## SET EXERCISE
Return each entry exactly, with none missing.

## EXERCISE MATERIAL
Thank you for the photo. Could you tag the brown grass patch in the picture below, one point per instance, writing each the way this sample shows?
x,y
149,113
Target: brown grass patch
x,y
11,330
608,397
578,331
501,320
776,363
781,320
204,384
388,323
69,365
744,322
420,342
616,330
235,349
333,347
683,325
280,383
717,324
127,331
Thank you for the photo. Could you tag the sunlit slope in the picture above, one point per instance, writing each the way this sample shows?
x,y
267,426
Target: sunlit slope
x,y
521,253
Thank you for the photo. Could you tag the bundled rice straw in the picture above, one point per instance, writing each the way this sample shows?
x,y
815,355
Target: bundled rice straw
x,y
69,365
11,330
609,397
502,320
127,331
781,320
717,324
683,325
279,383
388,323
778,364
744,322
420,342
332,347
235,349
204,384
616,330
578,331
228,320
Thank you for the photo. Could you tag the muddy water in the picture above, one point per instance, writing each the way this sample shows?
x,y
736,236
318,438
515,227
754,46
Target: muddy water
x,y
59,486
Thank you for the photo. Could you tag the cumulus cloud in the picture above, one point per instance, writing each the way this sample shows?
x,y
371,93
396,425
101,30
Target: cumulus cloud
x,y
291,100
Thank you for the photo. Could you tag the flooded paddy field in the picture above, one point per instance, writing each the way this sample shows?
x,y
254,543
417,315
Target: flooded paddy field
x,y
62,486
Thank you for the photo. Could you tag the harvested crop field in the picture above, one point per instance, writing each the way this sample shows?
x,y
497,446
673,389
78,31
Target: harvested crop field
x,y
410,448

## SOLUTION FOR THIS PROBLEM
Thank you for the photo. Could you tag the brown grass patch in the picture below, one point per instance, writing each the way this sample shows?
x,y
149,113
Target: brown grass patch
x,y
11,330
608,397
578,331
501,320
776,363
781,320
204,384
388,323
69,365
744,322
420,342
616,330
235,349
333,347
683,325
280,383
717,324
127,331
Thank you for the photo. Could you tag the sunlit slope in the picture above, one point per instance, writing each the way this sample shows?
x,y
267,426
Target: sunlit slope
x,y
521,253
Thank you for the photo. Could you tag the bundled rice straw in the picture above, one point per instance, writing each the way this sample shows?
x,y
815,355
Target: bundled rice straw
x,y
69,365
11,330
609,397
502,320
127,331
781,320
717,324
683,325
279,383
388,323
778,364
744,322
420,342
332,347
235,349
204,384
616,330
578,331
228,320
Thank you for the photo. Could you tag the muddy water in the picture above, one point per instance, writing each the way this sample shows?
x,y
736,236
318,438
515,227
754,46
Target: muddy water
x,y
59,486
Thank you for the photo. Could you tag the cumulus cloud in the picture above, one point per instance, writing each the way this sample shows?
x,y
371,93
396,425
101,30
Target: cumulus cloud
x,y
291,100
Thank you for the photo. Could you tag the flooded paddy field in the picture above, one point per instance, writing each the way this sample shows?
x,y
254,543
417,315
Target: flooded paddy field
x,y
62,486
Thank you for the photo. Could you tag the harvested crop field in the picture above, one point per instance, writing each the way this sample shows?
x,y
497,446
673,389
78,31
Target: harvested crop field
x,y
410,448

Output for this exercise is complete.